=== Records for the task ===
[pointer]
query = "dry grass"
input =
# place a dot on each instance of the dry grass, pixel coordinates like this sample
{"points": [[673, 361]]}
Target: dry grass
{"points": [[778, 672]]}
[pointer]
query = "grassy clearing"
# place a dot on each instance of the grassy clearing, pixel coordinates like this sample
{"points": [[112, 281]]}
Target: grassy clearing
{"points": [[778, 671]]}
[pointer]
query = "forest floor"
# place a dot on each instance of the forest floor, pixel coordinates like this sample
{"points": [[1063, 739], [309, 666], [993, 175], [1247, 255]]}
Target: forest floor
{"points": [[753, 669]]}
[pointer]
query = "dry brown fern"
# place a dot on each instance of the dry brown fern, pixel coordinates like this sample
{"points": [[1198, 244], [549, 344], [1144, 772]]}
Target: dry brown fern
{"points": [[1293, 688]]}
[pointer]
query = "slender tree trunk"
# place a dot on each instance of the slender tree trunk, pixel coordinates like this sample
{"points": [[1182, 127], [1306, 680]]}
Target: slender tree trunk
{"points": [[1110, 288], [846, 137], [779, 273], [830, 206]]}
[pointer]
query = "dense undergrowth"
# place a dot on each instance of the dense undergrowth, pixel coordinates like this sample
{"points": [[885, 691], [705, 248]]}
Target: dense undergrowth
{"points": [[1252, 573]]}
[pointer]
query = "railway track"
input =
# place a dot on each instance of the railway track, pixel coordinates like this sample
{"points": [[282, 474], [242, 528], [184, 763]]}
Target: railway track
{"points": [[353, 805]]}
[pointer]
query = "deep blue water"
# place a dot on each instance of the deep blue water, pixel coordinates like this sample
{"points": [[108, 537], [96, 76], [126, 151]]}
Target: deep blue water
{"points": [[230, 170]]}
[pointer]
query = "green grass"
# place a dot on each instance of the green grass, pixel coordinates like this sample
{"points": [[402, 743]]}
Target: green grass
===
Directions:
Write out all the records above again, exactly as they stand.

Full response:
[pointer]
query = "dry grass"
input =
# place a dot on each instance of the dry grass, pixel coordinates like this sample
{"points": [[673, 361]]}
Target: dry grass
{"points": [[778, 672]]}
[pointer]
query = "grassy clearing"
# place a dot on each instance of the grassy clearing, pixel coordinates like this sample
{"points": [[112, 281]]}
Target: grassy clearing
{"points": [[778, 671]]}
[pointer]
query = "forest floor"
# place a dot on each instance of the forest floor, pixel coordinates like this sample
{"points": [[1063, 739], [309, 666], [993, 175], [1247, 255]]}
Target: forest floor
{"points": [[753, 669]]}
[pointer]
query = "dry brown fern"
# place a dot on each instance of the dry brown fern, pixel coordinates like this sample
{"points": [[1198, 244], [549, 344], [1144, 772]]}
Target: dry brown fern
{"points": [[1293, 688]]}
[pointer]
query = "slender tree trunk"
# place a dot on each instance of the slender tree trunk, pixel coordinates like this sample
{"points": [[1182, 127], [1306, 680]]}
Target: slender tree trunk
{"points": [[1110, 288], [846, 137], [779, 273], [830, 206]]}
[pointer]
query = "dense undergrowth"
# place a dot on each instance of the dense undergrowth, pixel coordinates like this sample
{"points": [[885, 691], [705, 248]]}
Target: dense undergrowth
{"points": [[1252, 573]]}
[pointer]
query = "railway track"
input =
# place a dot on each instance of the railway track, pixel coordinates like this sample
{"points": [[282, 474], [242, 528], [184, 763]]}
Target: railway track
{"points": [[353, 805]]}
[pointer]
query = "deep blue water"
# place a dot on each instance of the deep blue water, pixel coordinates like this sample
{"points": [[108, 537], [96, 76], [126, 151]]}
Target: deep blue water
{"points": [[230, 170]]}
[pointer]
query = "green grass"
# place a dot on each instance of the green grass, pixel coordinates like this sample
{"points": [[402, 743]]}
Target: green grass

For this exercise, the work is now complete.